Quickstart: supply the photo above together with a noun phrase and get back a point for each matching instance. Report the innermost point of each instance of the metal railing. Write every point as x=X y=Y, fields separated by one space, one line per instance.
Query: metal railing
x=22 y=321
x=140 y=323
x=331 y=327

----

**Task statement**
Line by line, retype all of the entries.

**Output for this exercise**
Quickstart: supply the photo above together with a noun phrase and get back a point for each matching instance. Report the innermost point of each instance of the metal railing. Write every point as x=X y=Y, fields separated by one space, one line per instance.
Query: metal railing
x=22 y=321
x=140 y=323
x=331 y=327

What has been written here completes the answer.